Exercise objective> Can you rewrite the data below, replacing every "one dot apiece" with "one point each" and leaving everything else unchanged?

Input data>
^^^^^^^^
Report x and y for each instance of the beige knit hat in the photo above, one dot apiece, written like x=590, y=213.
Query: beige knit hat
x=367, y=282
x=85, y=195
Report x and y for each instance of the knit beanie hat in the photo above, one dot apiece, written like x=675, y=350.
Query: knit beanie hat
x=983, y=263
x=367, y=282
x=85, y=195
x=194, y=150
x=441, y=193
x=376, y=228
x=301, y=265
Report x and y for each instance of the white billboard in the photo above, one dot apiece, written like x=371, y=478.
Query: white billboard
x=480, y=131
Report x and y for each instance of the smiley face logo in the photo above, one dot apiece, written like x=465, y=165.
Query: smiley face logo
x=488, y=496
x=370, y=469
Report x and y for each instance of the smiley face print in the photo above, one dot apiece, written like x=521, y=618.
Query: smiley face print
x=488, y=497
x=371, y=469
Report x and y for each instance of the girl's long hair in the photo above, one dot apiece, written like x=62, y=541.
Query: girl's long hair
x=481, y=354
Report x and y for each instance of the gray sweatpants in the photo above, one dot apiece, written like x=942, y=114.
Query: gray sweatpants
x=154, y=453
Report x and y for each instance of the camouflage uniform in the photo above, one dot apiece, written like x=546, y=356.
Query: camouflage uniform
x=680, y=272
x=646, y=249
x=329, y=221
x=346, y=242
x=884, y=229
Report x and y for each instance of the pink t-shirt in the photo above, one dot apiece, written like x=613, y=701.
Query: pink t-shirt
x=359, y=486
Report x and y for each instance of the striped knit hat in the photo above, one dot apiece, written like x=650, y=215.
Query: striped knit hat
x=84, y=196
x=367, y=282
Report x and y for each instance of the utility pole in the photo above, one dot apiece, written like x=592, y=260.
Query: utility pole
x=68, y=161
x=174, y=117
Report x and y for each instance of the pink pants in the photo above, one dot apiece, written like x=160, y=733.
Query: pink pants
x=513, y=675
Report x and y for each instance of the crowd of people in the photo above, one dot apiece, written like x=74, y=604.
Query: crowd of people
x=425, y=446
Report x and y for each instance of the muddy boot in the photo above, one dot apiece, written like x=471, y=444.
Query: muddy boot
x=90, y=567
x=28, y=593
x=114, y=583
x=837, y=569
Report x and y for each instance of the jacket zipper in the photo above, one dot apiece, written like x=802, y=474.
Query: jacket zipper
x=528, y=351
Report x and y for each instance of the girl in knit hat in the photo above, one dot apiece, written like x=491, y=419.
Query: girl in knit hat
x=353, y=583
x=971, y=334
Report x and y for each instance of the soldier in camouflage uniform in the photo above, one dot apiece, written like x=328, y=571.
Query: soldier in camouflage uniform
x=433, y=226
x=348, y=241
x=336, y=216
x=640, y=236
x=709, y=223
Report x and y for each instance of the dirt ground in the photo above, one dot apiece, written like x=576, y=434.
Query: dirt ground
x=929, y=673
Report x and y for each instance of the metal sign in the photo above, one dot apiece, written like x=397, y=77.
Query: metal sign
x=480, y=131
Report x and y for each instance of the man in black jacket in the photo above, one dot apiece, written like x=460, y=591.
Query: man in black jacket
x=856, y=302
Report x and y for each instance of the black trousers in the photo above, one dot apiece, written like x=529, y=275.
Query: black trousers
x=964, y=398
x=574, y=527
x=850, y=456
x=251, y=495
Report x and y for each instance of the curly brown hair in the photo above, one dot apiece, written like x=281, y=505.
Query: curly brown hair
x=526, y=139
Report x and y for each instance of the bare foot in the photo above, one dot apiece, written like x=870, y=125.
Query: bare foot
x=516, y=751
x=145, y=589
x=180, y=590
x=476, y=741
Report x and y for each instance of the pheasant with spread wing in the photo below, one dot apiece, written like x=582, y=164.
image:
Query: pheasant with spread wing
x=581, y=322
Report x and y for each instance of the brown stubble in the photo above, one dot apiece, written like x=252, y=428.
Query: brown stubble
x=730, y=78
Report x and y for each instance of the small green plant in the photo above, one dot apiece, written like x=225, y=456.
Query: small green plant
^^^^^^^^
Solution to the problem>
Report x and y for each instance of the beige knit hat in the photo above, one point each, written like x=590, y=213.
Query: beige knit hat
x=367, y=282
x=85, y=195
Report x and y for each instance of the knit beanie hat in the photo above, one point each, written like x=675, y=350.
Query: knit beanie hat
x=983, y=263
x=367, y=282
x=85, y=195
x=194, y=150
x=441, y=193
x=376, y=228
x=301, y=265
Report x and y for each instance of the white billboard in the photo above, one point each, written like x=371, y=478.
Query: white billboard
x=480, y=131
Report x and y for each instance of the smiley face logo in the photo above, one point each, written like x=465, y=165.
Query: smiley face logo
x=488, y=496
x=370, y=469
Report x and y for each instance of the smiley face print in the photo above, one point each, written like x=521, y=618.
Query: smiley face print
x=488, y=497
x=371, y=469
Report x and y for each instance of the girl's long hair in the photo above, one point each, written like x=62, y=541.
Query: girl's long hair
x=481, y=354
Report x and y for each instance of the gray sweatpants in the photo above, one point each, written like x=942, y=114.
Query: gray sweatpants
x=154, y=453
Report x and y for each instance of the camouflage uniform in the photo above, one point each, written like x=546, y=356.
Query: camouflage uniform
x=680, y=272
x=646, y=249
x=329, y=221
x=346, y=242
x=884, y=229
Report x and y for each instance of the pink t-shirt in the photo above, one point each, written like x=613, y=701.
Query: pink t-shirt
x=359, y=486
Report x and y for each instance of the striped knit hat in the photo above, one point each, written like x=650, y=215.
Query: striped knit hat
x=84, y=196
x=367, y=282
Report x and y for each instance of the utility pole in the photo above, one point each, written like x=592, y=260.
Query: utility pole
x=68, y=161
x=174, y=117
Report x and y for each instance of the pink pants in the photo above, one point each, written like x=160, y=733.
Query: pink pants
x=513, y=675
Report x and y for each instance of the crowd of people in the photo above, one point each, written like x=74, y=604.
Query: crowd of people
x=425, y=446
Report x and y for each instance of the muddy boot in the photo above, one point each, written like x=471, y=444.
Query: muddy boot
x=90, y=567
x=28, y=593
x=114, y=583
x=837, y=569
Report x and y for each instance of the jacket zipper in the photo above, one point each, written like x=802, y=474.
Query: jacket zipper
x=528, y=351
Report x and y for each instance of the girl in knit hat in the photo above, one point each, written like x=491, y=419.
Query: girl in knit hat
x=353, y=583
x=971, y=334
Report x and y for each instance of the soldier in camouflage uniform in the photo above, one point each, written like x=328, y=571.
Query: soldier in camouflage uniform
x=433, y=226
x=348, y=241
x=336, y=216
x=640, y=236
x=709, y=223
Report x and y for each instance of the dirt ground in the photo above, one point each, written like x=576, y=434.
Query: dirt ground
x=929, y=673
Report x and y for each instance of the metal sign in the photo above, one point each, written like x=397, y=77.
Query: metal sign
x=480, y=131
Report x and y for each instance of the man in black jacket in the photo above, one point each, written like x=460, y=591.
Query: man in black jacket
x=856, y=302
Report x and y for each instance of the black trousers in the photo above, one point each, written like x=529, y=275.
Query: black trousers
x=964, y=398
x=574, y=527
x=850, y=456
x=251, y=495
Report x and y for each instance of the curly brown hair in the photo above, one point each, written like x=281, y=505.
Query: curly brown hair
x=526, y=139
Report x and y for each instance of the bare foot in the photo above, one point each, written like x=870, y=125.
Query: bare foot
x=516, y=751
x=145, y=589
x=180, y=590
x=476, y=741
Report x and y for each instance of the pheasant with spread wing in the photo below, one point each, written like x=582, y=164.
image:
Query: pheasant with spread wing
x=581, y=322
Report x and y for each instance of the brown stubble in the photo above, one point each, written like x=252, y=428.
Query: brown stubble
x=730, y=78
Report x and y for each instance of the small green plant in the photo above, one point each, written like x=225, y=456.
Query: small green plant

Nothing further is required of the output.